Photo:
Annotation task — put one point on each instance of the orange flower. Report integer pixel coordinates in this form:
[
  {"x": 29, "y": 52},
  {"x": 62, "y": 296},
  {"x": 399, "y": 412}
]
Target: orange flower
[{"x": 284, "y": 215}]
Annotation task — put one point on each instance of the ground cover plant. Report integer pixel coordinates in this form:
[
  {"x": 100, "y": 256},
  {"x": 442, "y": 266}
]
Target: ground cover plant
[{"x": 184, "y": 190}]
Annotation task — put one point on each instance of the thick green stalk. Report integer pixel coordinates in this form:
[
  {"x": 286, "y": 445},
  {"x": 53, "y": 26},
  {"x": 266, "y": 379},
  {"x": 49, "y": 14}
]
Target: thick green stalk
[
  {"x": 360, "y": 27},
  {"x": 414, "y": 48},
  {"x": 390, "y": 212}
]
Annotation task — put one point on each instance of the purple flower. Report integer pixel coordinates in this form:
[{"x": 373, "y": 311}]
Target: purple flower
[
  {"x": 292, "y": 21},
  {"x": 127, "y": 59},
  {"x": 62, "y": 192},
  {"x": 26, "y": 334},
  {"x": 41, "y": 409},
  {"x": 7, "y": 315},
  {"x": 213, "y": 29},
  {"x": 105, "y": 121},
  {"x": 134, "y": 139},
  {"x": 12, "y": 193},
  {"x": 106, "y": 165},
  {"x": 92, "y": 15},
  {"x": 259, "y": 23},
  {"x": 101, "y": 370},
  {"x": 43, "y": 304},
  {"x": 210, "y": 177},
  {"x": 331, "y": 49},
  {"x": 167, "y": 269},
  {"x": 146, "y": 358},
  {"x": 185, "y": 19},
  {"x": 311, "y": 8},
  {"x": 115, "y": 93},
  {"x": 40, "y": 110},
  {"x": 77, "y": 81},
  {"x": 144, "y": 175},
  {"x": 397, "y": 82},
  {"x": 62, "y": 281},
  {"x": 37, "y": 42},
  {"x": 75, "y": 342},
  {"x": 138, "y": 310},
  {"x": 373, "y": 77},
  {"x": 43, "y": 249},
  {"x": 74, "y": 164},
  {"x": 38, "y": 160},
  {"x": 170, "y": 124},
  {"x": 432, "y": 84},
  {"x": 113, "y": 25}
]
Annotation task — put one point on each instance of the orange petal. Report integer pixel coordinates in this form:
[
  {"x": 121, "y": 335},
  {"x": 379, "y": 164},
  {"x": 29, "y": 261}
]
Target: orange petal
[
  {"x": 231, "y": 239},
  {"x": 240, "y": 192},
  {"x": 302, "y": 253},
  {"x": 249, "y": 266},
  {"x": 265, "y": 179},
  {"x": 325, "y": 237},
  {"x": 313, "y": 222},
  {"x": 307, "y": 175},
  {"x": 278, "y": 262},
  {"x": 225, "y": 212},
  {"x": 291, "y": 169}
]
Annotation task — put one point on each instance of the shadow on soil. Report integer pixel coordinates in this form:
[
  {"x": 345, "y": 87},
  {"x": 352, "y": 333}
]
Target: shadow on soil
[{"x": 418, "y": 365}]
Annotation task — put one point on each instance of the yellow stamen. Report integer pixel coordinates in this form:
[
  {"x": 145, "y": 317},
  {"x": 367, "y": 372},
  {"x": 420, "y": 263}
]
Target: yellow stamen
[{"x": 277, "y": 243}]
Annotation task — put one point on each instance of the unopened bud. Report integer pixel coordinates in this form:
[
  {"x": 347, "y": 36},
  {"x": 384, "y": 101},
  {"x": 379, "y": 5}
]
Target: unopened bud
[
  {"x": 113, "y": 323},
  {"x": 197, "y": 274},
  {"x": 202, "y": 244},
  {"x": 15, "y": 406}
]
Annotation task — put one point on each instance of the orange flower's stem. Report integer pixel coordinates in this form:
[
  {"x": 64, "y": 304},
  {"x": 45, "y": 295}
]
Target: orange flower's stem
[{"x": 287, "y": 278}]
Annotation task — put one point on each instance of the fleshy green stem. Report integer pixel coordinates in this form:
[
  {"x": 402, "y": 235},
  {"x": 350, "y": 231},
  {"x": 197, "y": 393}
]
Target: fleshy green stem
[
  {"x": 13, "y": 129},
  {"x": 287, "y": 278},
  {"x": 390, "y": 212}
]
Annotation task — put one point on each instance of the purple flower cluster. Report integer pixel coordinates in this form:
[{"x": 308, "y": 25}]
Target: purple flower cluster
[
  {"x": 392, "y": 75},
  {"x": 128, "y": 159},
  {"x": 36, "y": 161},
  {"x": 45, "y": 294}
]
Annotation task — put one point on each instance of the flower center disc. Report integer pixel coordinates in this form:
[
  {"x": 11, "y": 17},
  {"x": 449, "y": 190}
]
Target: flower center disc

▶ Exercise
Copy the rows above word for word. Start with the line that contains "purple flower cluster." and continue through the final line of the rows, including both of those lines.

▶ Answer to this exercise
Annotation task — put one point on each instance of the purple flower cluster. Report integer pixel coordinates in this form:
[{"x": 308, "y": 25}]
Target: purple flower cluster
[
  {"x": 392, "y": 75},
  {"x": 128, "y": 159},
  {"x": 36, "y": 161},
  {"x": 45, "y": 294}
]
Annotation task — put one point on each instance of the flower center disc. Report integer pixel coordinates in this form:
[
  {"x": 11, "y": 17},
  {"x": 449, "y": 190}
]
Target: flower center disc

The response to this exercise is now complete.